▸ **Task inputs**:
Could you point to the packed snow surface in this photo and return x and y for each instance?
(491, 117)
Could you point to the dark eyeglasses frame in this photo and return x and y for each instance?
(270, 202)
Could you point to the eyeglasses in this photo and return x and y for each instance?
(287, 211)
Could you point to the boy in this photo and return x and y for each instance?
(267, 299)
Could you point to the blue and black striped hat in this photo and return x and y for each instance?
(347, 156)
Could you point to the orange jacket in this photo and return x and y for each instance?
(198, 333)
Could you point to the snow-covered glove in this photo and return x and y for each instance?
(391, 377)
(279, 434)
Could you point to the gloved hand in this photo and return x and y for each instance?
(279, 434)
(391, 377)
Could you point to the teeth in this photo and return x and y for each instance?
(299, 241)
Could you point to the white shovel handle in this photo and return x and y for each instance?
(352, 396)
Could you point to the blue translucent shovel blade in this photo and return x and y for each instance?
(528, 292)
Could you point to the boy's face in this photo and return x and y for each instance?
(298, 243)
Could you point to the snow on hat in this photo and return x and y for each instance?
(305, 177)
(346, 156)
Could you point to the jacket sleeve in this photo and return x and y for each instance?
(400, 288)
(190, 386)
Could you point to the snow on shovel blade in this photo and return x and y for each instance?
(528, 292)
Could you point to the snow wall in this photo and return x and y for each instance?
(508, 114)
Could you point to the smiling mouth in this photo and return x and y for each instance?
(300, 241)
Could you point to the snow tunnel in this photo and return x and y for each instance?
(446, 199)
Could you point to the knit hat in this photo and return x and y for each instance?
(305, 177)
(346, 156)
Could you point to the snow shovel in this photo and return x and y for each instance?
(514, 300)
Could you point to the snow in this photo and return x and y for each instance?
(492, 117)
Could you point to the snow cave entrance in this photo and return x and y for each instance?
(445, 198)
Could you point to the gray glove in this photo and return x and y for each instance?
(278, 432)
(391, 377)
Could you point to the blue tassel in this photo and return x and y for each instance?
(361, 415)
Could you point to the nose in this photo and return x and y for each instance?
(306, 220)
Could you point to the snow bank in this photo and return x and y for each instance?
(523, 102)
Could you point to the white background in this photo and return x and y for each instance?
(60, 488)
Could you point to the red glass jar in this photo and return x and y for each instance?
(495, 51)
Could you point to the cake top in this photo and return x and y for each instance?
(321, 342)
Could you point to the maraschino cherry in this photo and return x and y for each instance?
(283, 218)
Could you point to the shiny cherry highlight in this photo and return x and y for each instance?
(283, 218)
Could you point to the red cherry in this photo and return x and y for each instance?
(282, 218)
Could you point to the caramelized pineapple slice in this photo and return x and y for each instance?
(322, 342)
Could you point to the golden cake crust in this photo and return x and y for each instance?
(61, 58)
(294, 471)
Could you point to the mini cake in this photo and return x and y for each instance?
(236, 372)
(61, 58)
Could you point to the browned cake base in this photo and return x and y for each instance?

▸ **Problem to solve**: Could you copy every record above exactly as it stands?

▸ **Expected output**:
Could you point to the packed snow surface in this photo and return x and y for each instance?
(491, 117)
Could you point to the dark eyeglasses frame in this photo and return x and y for each instance?
(270, 202)
Could you point to the eyeglasses in this photo and return x and y for each instance?
(287, 211)
Could you point to the boy in this photo and return x and y for each instance?
(267, 299)
Could you point to the blue and black striped hat in this photo and return x and y for each instance?
(347, 156)
Could you point to the orange jacket in this photo and return x and y for each instance?
(198, 333)
Could you point to the snow-covered glove in this photo and return x and y for each instance?
(391, 377)
(279, 434)
Could you point to the gloved hand in this photo and return x and y for each instance?
(279, 434)
(391, 377)
Could you point to the teeth in this photo and return x and y for each instance?
(299, 241)
Could you point to the white shovel handle in this photo and return x and y for each instance?
(352, 396)
Could you point to the blue translucent shovel blade in this photo and return x and y for each instance?
(528, 292)
Could you point to the boy's face in this photo and return x and y for each instance?
(298, 243)
Could you point to the snow on hat in this photo and return x and y for each instance?
(305, 177)
(346, 156)
Could you point to the jacket sleeve in this photo and return x and y for each instance?
(400, 288)
(190, 386)
Could you point to the snow on shovel blade in this photo and return x and y for each instance?
(528, 292)
Could you point to the snow wall in this photo and return x and y for each instance?
(508, 114)
Could you point to the smiling mouth in this photo and return x and y for each instance?
(300, 241)
Could you point to the snow tunnel in this photo and return x and y for each instance?
(446, 199)
Could you point to the knit hat in this photo and return x and y for each instance?
(305, 177)
(346, 156)
Could you point to the snow shovel in this photo and return x and y for each instance?
(514, 300)
Could you point to the snow in this photo and return x and y for each instance?
(492, 117)
Could you point to the snow cave entrance in this photo and return x and y for each instance?
(445, 198)
Could you point to the gray glove in this photo and return x and y for each instance?
(278, 432)
(391, 377)
Could you point to the blue tassel in this photo and return x and y for each instance?
(361, 415)
Could you point to the nose in this photo and return x and y for each instance?
(306, 220)
Could you point to the snow bank in this photo and return x and y for each instance?
(523, 102)
Could you point to the white background in this photo and return x and y for each instance?
(60, 488)
Could you point to the red glass jar in this photo and return x and y for each instance?
(495, 51)
Could you point to the cake top in this photo and return x and y for each instance?
(321, 342)
Could you point to the maraschino cherry in this photo and return x and y for each instance?
(283, 218)
Could you point to the shiny cherry highlight in this photo and return x and y for each instance?
(283, 218)
Could you point to the red cherry in this photo and return x and y for each instance?
(282, 218)
Could you point to the caramelized pineapple slice in this photo and return x and y for each instance?
(322, 342)
Could you point to the golden cake crust in this photo and return x and y for each instance?
(61, 58)
(294, 471)
Could you point to the mini cake in this photo and return x and y for each instance?
(236, 372)
(61, 58)
Could you point to the browned cake base in this photo and return x and y for each instance?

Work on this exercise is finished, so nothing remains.